--- GOAL OF THE EXERCISE ---
Please count the lines in the entries below that contain the string "left", treating uppercase and lowercase as different, and give only the number.

Box-labeled dataset extracts:
━━━━━━━━━━━━━━━━━━━━━━━━━━━━━━

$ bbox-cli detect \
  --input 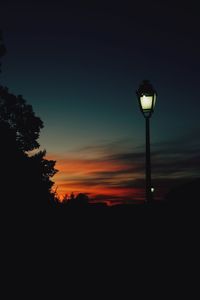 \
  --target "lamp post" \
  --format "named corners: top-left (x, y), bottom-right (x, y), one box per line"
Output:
top-left (136, 80), bottom-right (157, 203)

━━━━━━━━━━━━━━━━━━━━━━━━━━━━━━

--- THE RESPONSE ---
2